-- BEGIN DATA SHOWN --

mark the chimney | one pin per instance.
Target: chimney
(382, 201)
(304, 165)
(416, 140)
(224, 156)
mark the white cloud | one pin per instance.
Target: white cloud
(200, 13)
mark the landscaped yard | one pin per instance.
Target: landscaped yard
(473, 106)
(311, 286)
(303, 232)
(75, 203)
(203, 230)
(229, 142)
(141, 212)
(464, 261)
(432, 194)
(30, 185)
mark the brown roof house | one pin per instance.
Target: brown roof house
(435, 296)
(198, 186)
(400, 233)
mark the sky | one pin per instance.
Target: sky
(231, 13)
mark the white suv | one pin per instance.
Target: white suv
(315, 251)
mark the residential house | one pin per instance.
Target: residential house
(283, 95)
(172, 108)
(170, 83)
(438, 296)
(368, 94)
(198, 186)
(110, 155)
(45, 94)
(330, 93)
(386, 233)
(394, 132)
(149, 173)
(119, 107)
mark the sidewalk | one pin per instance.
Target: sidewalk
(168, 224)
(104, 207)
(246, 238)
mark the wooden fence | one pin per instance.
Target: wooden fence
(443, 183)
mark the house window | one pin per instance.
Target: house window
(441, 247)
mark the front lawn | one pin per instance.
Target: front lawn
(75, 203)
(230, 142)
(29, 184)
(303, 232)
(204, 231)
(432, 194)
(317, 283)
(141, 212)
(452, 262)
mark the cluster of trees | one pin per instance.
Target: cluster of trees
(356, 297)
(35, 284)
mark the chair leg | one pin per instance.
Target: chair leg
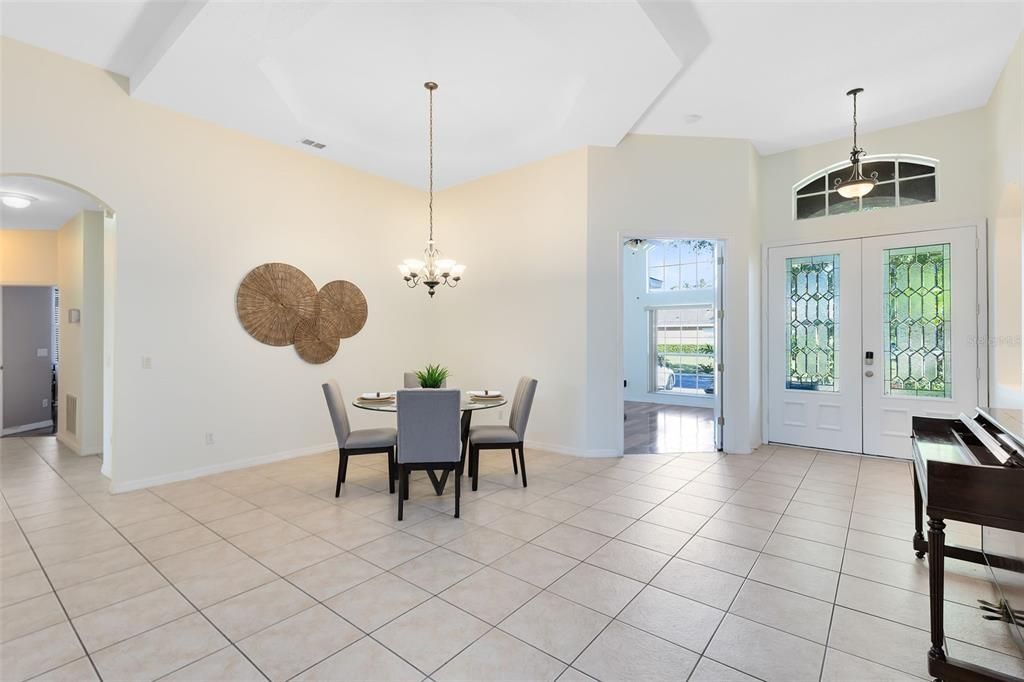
(341, 474)
(458, 494)
(402, 481)
(475, 466)
(390, 470)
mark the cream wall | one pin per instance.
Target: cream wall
(522, 307)
(198, 206)
(1006, 222)
(28, 257)
(673, 187)
(80, 278)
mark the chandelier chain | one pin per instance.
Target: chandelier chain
(430, 172)
(855, 121)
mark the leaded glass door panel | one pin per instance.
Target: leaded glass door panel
(814, 345)
(921, 326)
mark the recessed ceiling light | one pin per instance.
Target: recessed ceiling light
(16, 201)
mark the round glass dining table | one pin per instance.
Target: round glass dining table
(467, 405)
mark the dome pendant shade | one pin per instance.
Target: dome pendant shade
(856, 185)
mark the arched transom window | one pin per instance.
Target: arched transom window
(903, 180)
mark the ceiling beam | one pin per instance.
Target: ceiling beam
(683, 31)
(188, 10)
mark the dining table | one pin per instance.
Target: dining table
(468, 405)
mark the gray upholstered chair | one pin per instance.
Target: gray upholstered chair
(505, 437)
(360, 441)
(410, 380)
(429, 438)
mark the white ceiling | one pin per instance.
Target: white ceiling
(55, 203)
(520, 81)
(776, 73)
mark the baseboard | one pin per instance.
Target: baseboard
(138, 483)
(574, 452)
(27, 427)
(68, 442)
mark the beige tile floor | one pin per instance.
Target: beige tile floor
(785, 564)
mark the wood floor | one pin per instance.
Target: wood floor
(668, 428)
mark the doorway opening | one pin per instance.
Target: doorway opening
(672, 345)
(57, 314)
(865, 334)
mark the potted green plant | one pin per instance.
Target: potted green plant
(432, 376)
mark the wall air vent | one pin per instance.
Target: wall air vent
(71, 414)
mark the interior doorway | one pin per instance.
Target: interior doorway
(57, 243)
(672, 345)
(864, 334)
(28, 359)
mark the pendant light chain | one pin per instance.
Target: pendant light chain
(857, 184)
(855, 147)
(434, 270)
(430, 173)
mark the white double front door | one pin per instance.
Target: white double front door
(864, 334)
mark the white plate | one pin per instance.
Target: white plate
(377, 396)
(494, 395)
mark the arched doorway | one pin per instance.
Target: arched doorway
(59, 238)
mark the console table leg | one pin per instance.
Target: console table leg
(919, 512)
(936, 572)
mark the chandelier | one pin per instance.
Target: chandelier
(857, 184)
(433, 270)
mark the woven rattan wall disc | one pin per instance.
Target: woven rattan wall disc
(272, 299)
(343, 306)
(315, 340)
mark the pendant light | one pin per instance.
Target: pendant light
(432, 270)
(857, 184)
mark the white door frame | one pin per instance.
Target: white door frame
(620, 393)
(981, 225)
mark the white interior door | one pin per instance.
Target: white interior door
(814, 307)
(921, 325)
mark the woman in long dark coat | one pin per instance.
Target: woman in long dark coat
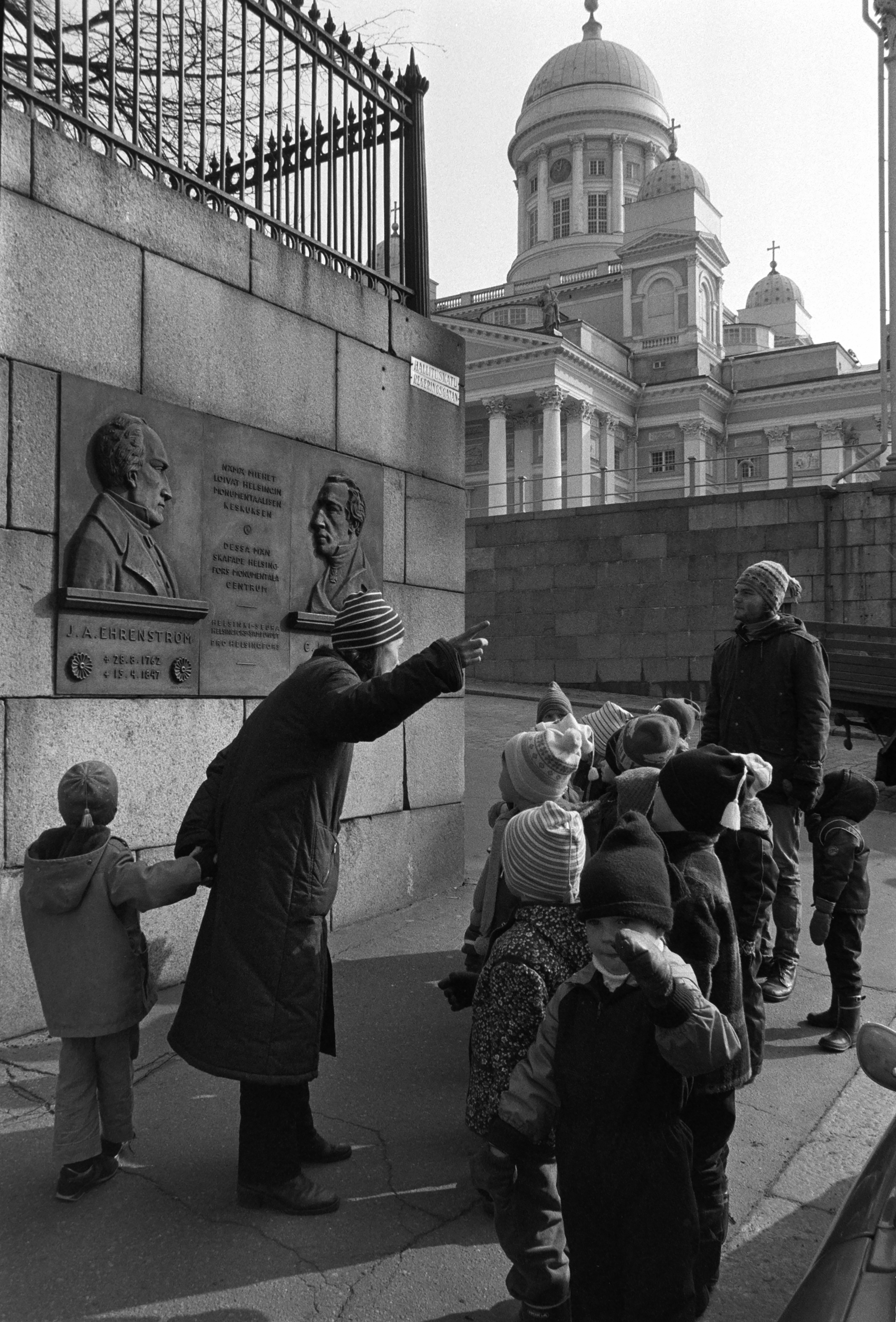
(258, 1003)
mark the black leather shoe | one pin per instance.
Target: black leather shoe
(299, 1197)
(319, 1152)
(780, 985)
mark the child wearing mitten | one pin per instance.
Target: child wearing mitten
(840, 897)
(608, 1073)
(81, 902)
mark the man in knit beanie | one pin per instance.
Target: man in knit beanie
(607, 1074)
(770, 695)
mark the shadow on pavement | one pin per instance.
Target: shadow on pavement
(170, 1229)
(759, 1276)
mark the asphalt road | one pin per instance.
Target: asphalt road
(167, 1241)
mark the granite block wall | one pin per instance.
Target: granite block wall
(110, 277)
(635, 598)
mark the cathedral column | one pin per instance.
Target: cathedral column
(497, 412)
(833, 438)
(618, 220)
(552, 467)
(544, 213)
(692, 293)
(607, 457)
(522, 198)
(697, 437)
(578, 220)
(522, 463)
(778, 455)
(578, 453)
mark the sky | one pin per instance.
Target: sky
(779, 106)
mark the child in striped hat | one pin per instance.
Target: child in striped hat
(536, 766)
(542, 854)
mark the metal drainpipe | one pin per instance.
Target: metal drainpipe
(725, 428)
(882, 228)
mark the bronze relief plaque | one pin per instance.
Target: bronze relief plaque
(199, 556)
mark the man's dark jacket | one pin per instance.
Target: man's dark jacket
(770, 695)
(258, 987)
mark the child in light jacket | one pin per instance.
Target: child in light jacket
(81, 898)
(608, 1074)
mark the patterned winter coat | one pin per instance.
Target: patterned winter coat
(541, 950)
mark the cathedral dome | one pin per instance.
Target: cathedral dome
(774, 289)
(673, 176)
(593, 61)
(594, 77)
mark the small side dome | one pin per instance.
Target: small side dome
(774, 289)
(673, 176)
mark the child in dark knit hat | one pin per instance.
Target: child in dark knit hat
(840, 897)
(751, 874)
(608, 1073)
(697, 796)
(81, 898)
(644, 742)
(542, 854)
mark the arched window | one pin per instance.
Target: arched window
(708, 314)
(661, 307)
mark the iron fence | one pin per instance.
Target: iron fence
(252, 108)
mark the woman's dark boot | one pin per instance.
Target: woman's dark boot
(780, 984)
(848, 1028)
(824, 1018)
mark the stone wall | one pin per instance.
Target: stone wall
(107, 276)
(635, 598)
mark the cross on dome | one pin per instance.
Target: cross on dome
(593, 30)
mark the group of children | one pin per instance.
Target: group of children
(614, 971)
(613, 966)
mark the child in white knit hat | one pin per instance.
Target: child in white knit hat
(753, 877)
(542, 856)
(536, 767)
(81, 901)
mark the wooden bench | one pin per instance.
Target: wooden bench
(863, 684)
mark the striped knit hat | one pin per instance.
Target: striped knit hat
(542, 854)
(541, 762)
(553, 705)
(606, 721)
(88, 795)
(771, 581)
(367, 622)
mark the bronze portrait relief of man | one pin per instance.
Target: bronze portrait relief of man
(113, 548)
(336, 523)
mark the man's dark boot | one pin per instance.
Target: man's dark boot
(299, 1197)
(714, 1231)
(780, 985)
(824, 1018)
(848, 1028)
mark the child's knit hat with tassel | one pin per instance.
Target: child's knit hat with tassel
(702, 788)
(88, 795)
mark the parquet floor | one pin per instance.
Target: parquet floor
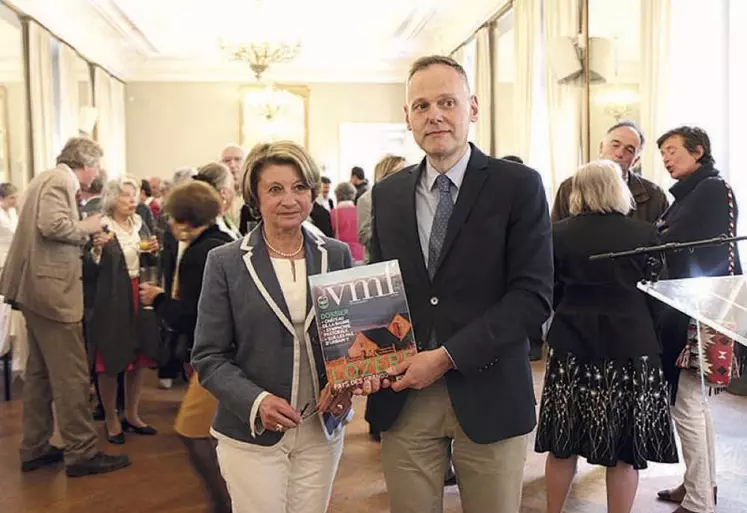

-- END DATA SHOWN --

» REQUEST
Rewrite the entire listing with every "one pin per instance" changed to "one point per instance", keep everything else the same, and leave out the pictures.

» EXERCISE ANSWER
mark the chimney | one point per instance.
Target: chimney
(382, 201)
(304, 165)
(416, 140)
(224, 156)
mark the white cloud | one point per instance.
Target: white cloud
(200, 13)
mark the landscaped yard | one point per instance.
Target: landscaped yard
(473, 106)
(311, 286)
(303, 232)
(75, 203)
(203, 230)
(229, 142)
(141, 212)
(464, 261)
(432, 194)
(30, 185)
mark the brown roof house | one point per instance.
Target: brown roof house
(435, 296)
(198, 186)
(400, 233)
mark the sky | one point per instance.
Target: sky
(231, 13)
mark the white suv | one point per instance.
Target: white suv
(315, 251)
mark the residential house | one point per instance.
Target: residential house
(283, 95)
(172, 108)
(170, 83)
(438, 296)
(368, 94)
(198, 186)
(110, 155)
(45, 94)
(330, 93)
(386, 233)
(394, 132)
(149, 173)
(119, 107)
mark the sidewalk | one point per instance.
Target: sidewalk
(168, 224)
(104, 207)
(246, 238)
mark the wooden fence | one point per instance.
Target: wooden fence
(443, 183)
mark the house window | one point per instance.
Target: house window
(441, 247)
mark the front lawn | one point per instance.
Target: front lawn
(75, 203)
(230, 142)
(29, 184)
(303, 232)
(204, 231)
(432, 194)
(317, 283)
(141, 212)
(452, 262)
mark the cluster of trees | one point per instance.
Target: cluster of trees
(356, 297)
(35, 284)
mark the chair leg | one point per instance.
Target: chair leg
(341, 474)
(458, 494)
(402, 481)
(475, 466)
(390, 470)
mark the cream wall | one point per instance.
Target: cream wall
(522, 307)
(198, 206)
(1006, 222)
(28, 257)
(673, 187)
(80, 278)
mark the chandelier chain | one point per instance.
Target: chandelier chain
(430, 172)
(855, 121)
mark the leaded glass door panel | one point per instance.
Target: leaded glass door panel
(814, 345)
(921, 326)
mark the recessed ceiling light | one point per instance.
Target: recessed ceiling light
(16, 201)
mark the round glass dining table | one point per instance.
Target: round glass dining table
(467, 405)
mark the dome pendant shade | one point per instance.
Target: dome pendant shade
(856, 185)
mark the arched transom window | one point per instance.
Target: arched transom window
(903, 180)
mark the ceiling beam | one point per instance.
Target: ceiling beam
(683, 31)
(188, 10)
mark the dining table | one point per instance.
Target: dining table
(468, 405)
mark the gray upholstered chair | one point per instance.
Target: gray upholstered chair
(505, 437)
(360, 441)
(410, 380)
(429, 438)
mark the white ceiling | one point per instance.
Target: white ceiling
(55, 203)
(520, 81)
(776, 73)
mark the baseboard | one point per instance.
Target: baseboard
(138, 483)
(574, 452)
(27, 427)
(68, 442)
mark the beige tile floor | one point per instance.
Target: beige tile floor
(785, 564)
mark the wood floor | one point per instance.
Target: wood floor
(668, 428)
mark the doorway opening | one point per instance.
Target: doorway opening
(672, 345)
(57, 314)
(865, 334)
mark the potted green plant | one point per instance.
Target: potted green plant
(432, 376)
mark the wall air vent | one point per instance.
Target: wall air vent
(71, 414)
mark the interior doorway | one point per instance.
Target: interior doorway
(57, 243)
(672, 345)
(864, 334)
(28, 359)
mark the pendant light chain | one point per instance.
Target: pendant light chain
(857, 184)
(855, 147)
(434, 270)
(430, 173)
mark the white double front door | one point per instance.
Target: white double front door
(864, 334)
mark the white plate | one point per instance.
Target: white plate
(377, 396)
(494, 395)
mark the arched doorway | one point per instance.
Target: arched doorway
(59, 238)
mark the console table leg | one point per instance.
Target: console table leg
(919, 512)
(936, 572)
mark the chandelier | one point per instance.
Target: chandelier
(857, 184)
(433, 270)
mark the woven rattan wall disc | one point per instance.
Target: woven rattan wall disc
(272, 299)
(343, 306)
(315, 340)
mark the pendant light | one point per instance.
Target: pendant light
(432, 270)
(857, 184)
mark the white door frame | one point per instance.
Target: white door frame
(620, 393)
(981, 225)
mark the white interior door | one point per instance.
Target: white interior door
(814, 307)
(921, 325)
mark the woman in long dark coat | one point per instance.
Target: woman in long dark coat
(258, 1003)
mark the black leather shoe | one point per instance.
Target: black leather shoe
(299, 1197)
(319, 1152)
(780, 985)
mark the child wearing mitten | one point per instance.
Target: child wearing mitten
(840, 897)
(608, 1073)
(81, 902)
mark the man in knit beanie | one point per instance.
Target: man in knit beanie
(607, 1074)
(770, 695)
mark the shadow on pavement | one point per instance.
Target: shadow on pavement
(170, 1229)
(759, 1276)
mark the asphalt road | one point per instance.
Target: asphalt road
(167, 1241)
mark the granite block wall | one point per instance.
Target: granite block wall
(110, 277)
(635, 598)
mark the cathedral column | one point per instance.
Target: cathedral column
(497, 412)
(833, 438)
(618, 220)
(552, 467)
(544, 213)
(692, 293)
(607, 457)
(522, 198)
(697, 437)
(578, 220)
(522, 463)
(778, 455)
(578, 453)
mark the sky | one point per instance.
Target: sky
(779, 106)
mark the child in striped hat | one point per instance.
Target: child in striped hat
(536, 766)
(542, 854)
mark the metal drainpipe | one point per instance.
Target: metal drainpipe
(725, 428)
(882, 228)
mark the bronze relief plaque | one point per instance.
Target: bronze relief plaque
(199, 556)
mark the man's dark jacket | one point per instance.
Target: man's dark jacket
(770, 695)
(258, 987)
mark the child in light jacket | one point per instance.
Target: child in light jacket
(81, 898)
(608, 1074)
mark the patterned winter coat | one point per instance.
Target: patterned winter coat
(541, 950)
mark the cathedral dome | one point per instance.
Target: cathedral dome
(774, 289)
(673, 176)
(593, 61)
(594, 77)
mark the small side dome | one point per instance.
Target: small side dome
(774, 289)
(673, 176)
mark the child in dark knit hat | one point per instance.
Target: child in dark knit hat
(840, 897)
(751, 874)
(608, 1073)
(697, 796)
(81, 898)
(644, 742)
(542, 854)
mark the arched window | one point per instance.
Target: arched window
(708, 314)
(661, 307)
mark the iron fence | one point per instance.
Target: iron fence
(252, 108)
mark the woman's dark boot | one point per instance.
Target: woman's dark boot
(780, 984)
(848, 1028)
(824, 1018)
mark the stone wall | one point per instance.
Target: stone wall
(107, 276)
(635, 598)
mark the cross on dome | one point per instance.
Target: cross on dome
(593, 30)
mark the group of children | one point per instance.
Target: group of children
(614, 971)
(613, 966)
mark the child in white knit hat | one point per instance.
Target: child in white knit hat
(753, 877)
(542, 856)
(536, 767)
(81, 901)
mark the wooden bench | one point per instance.
Target: wooden bench
(863, 684)
mark the striped knit hat | one point per instance.
Target: striped knit hat
(542, 854)
(541, 762)
(553, 705)
(606, 721)
(88, 795)
(771, 581)
(367, 622)
mark the bronze portrait relief of man | one point per instance.
Target: bronze portrait relief of man
(113, 548)
(336, 523)
mark the man's dark boot | one point per instance.
Target: man's dark boot
(299, 1197)
(714, 1231)
(780, 985)
(824, 1018)
(848, 1028)
mark the child's knit hat with tassel | one point per instance.
Target: child's knit hat with tassel
(702, 788)
(88, 795)
mark the parquet floor | one point per instance.
Target: parquet floor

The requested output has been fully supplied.